O QUE FAZER:
(1) Traduza para o inglês esta frase do texto sobre a situação política brasileira: "A política conciliadora de Lula terá uma margem muito estreita para avançar."
(2) Por favor, escreva o que vem depois da última frase do texto sobre a situação política brasileira.

TEXTO PARA LEITURA:
************
A mudança na situação política
O desgaste do PSDB, depois de dois mandatos de FHC e o não surgimento de novas lideranças nacionais da direita, combinado com grandes revoltas populares que sacudiram a América Latina no começo do século fez com que se construísse um acordo na burguesia brasileira. A melhor hipótese para evitar que a situação de outros países da América Latina se repetisse no Brasil e a burguesia perder o controle era um governo Lula.
Nesse sentido Lula se transforma praticamente em um “governo de unidade nacional” porque é uma aposta ao mesmo tempo da burguesia como representante do anseio dos(as) trabalhadores(as).
Hoje a situação é completamente diferente, por um lado a frustação das juventudes e da classe trabalhadora que viu suas reinvindicações não serem atendidas depois das mobilizações de junho de 2013 e que deu a base de massas para a extrema direita. Desde a queda da ditadura esse setor não tinha um peso importante na sociedade brasileira. Por outro lado, a estagnação econômica fez que um setor importante da burguesia defendesse que a inserção do Brasil no mercado internacional seria possível somente com um salto brutal no grau de exploração da classe trabalhadora. A burguesia tinha claro que era muito difícil que o PT comandasse esse salto porque isso significaria um rompimento do PT com sua base social.
A crise econômica e a dinâmica das classes destruíram a unidade
Seja pela situação estrutural da economia brasileira ou pelas mudanças políticas é impossível que Lula construa o quadro de “unidade nacional“, existente do primeiro mandato. A política conciliadora de Lula terá uma margem muito estreita para avançar.
************
Registros de dados armazenados

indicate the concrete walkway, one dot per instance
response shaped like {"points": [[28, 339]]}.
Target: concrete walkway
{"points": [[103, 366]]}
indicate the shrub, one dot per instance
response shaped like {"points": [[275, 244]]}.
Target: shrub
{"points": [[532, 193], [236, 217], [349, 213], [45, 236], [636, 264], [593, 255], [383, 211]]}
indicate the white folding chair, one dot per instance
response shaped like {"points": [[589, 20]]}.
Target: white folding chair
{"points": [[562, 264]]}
************
RESULTADOS EM ORDEM:
(1) Lula's conciliatory policy will have a very narrow margin to move forward.

(2)
Nesse cenário a possibilidade de êxito é muito pequena e a tendência é que haja um aprofundamento da crise econômica e política. A questão que uma nova desilusão com PT abra um grande espaço para o fortalecimento da extrema direita.
No cenário mundial a extrema direita está disputando o poder em vários países. Na América Latina isso não é diferente. O Chile é um exemplo disso, a vitória da extrema direita na eleição da nova constituindo é uma reação fracasso do governo Boric. Os erros de Pedro Castilhos permitiram o golpe no Peru. No Brasil o cenário não é diferente, uma desilusão com o governo Lula vai abrir uma avenida para a extrema direita.
Qual o papel do PSOL?
Um erro fatal para o PSOL é se confundir com o governo Lula. Onde partidos anticapitalistas se confundiram com governo de conciliação de classe como foi o caso do Podemos na Espanha, perdeu grande parte sua base.
O PSOL precisa mostrar para o conjunto da classe trabalhadora e da juventude, permeadas pelas opressões de gênero, raça e classe, que existe uma esquerda classista e anticapitalista que pode ser alternativa de poder e isso não se faz se confundindo com um governo de conciliação de classe.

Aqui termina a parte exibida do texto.